→ WHAT THE TASK REQUIRES:
Below are some records. Return exactly the lines from the one containing "so basically i wanna know where the hedge" through the one containing "so basically i wanna know where the white apartment", both included, and only those.

→ EXTRACTED MATERIAL:
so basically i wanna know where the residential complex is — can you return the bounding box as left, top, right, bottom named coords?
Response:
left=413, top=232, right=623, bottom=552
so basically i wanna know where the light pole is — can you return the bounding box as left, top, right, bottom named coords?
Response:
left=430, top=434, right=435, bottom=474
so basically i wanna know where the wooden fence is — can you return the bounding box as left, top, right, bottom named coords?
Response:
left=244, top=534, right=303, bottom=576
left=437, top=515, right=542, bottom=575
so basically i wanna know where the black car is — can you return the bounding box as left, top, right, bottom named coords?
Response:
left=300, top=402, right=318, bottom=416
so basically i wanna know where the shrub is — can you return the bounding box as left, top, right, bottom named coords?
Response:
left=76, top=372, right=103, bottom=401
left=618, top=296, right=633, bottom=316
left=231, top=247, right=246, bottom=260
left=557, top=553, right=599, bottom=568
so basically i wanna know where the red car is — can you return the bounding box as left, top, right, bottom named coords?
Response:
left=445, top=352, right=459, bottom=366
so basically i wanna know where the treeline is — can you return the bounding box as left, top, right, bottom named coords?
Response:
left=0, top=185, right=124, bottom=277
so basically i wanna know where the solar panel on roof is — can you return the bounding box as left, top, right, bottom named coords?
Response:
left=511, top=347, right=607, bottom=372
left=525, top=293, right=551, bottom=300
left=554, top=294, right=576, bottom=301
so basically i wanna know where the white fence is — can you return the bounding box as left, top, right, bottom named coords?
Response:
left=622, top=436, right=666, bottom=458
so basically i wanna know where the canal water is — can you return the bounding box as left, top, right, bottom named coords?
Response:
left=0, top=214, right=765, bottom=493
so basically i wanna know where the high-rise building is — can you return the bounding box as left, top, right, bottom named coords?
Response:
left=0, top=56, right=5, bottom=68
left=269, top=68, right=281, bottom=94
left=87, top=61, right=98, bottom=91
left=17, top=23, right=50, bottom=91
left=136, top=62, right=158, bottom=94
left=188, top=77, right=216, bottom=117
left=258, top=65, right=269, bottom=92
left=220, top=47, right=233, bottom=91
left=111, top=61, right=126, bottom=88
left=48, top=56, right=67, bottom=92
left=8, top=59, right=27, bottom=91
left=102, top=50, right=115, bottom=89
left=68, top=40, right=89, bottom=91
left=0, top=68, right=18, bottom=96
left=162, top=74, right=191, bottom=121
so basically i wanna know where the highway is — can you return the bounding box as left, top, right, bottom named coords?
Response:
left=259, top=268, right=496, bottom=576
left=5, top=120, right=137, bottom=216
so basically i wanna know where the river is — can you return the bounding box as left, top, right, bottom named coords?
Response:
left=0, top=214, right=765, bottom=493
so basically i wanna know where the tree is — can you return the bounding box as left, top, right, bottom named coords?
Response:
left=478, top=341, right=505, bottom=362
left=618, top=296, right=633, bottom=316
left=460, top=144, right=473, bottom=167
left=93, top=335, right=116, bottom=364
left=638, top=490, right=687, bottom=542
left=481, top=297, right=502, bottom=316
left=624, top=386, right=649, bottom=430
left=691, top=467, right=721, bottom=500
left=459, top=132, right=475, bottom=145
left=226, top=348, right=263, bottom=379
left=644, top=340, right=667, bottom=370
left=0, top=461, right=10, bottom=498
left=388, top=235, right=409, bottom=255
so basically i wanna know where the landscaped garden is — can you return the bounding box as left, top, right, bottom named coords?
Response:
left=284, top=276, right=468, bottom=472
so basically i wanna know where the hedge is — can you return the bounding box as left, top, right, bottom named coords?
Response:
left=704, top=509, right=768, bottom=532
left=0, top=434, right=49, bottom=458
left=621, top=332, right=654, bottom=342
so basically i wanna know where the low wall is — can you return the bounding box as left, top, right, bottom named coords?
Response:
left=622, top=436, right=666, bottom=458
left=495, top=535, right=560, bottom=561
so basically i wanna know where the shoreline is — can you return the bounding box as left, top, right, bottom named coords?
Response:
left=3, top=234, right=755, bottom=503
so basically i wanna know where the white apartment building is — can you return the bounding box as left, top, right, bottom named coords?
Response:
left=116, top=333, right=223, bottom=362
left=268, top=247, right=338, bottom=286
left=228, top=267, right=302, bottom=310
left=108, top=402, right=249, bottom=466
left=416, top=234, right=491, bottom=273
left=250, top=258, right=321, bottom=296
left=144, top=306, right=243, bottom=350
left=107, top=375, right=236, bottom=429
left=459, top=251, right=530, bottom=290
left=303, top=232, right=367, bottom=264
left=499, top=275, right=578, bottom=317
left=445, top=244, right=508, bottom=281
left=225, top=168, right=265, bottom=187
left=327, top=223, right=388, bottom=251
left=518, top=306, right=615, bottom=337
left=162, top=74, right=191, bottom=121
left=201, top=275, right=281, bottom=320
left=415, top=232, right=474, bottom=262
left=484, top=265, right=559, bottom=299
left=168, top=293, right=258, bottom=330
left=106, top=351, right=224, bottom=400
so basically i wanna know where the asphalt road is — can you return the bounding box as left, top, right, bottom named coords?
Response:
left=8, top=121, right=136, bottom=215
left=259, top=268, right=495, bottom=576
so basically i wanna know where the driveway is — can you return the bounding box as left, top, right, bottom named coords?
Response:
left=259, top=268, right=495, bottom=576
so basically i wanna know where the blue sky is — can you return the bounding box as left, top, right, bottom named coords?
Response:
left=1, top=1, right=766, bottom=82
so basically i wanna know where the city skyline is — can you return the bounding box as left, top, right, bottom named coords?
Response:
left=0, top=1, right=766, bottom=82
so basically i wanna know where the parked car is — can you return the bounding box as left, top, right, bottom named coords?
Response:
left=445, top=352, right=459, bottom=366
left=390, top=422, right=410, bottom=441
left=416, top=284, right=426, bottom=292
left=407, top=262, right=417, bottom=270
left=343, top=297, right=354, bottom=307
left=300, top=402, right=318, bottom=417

→ THE COMPLETED TASK:
so basically i wanna know where the hedge is — can you return the bounding box as left, top, right, bottom named coords?
Response:
left=704, top=509, right=768, bottom=532
left=0, top=434, right=49, bottom=458
left=621, top=332, right=654, bottom=342
so basically i wanna know where the low wall is — can you return the bounding box as left, top, right, bottom named coords?
Response:
left=622, top=436, right=666, bottom=458
left=495, top=535, right=560, bottom=561
so basically i wanna know where the shoreline is — can you return the bounding box as left, top, right, bottom named coords?
Response:
left=3, top=234, right=755, bottom=503
so basically i wanna know where the white apartment building is — can you return the bounding box as left, top, right, bottom named coords?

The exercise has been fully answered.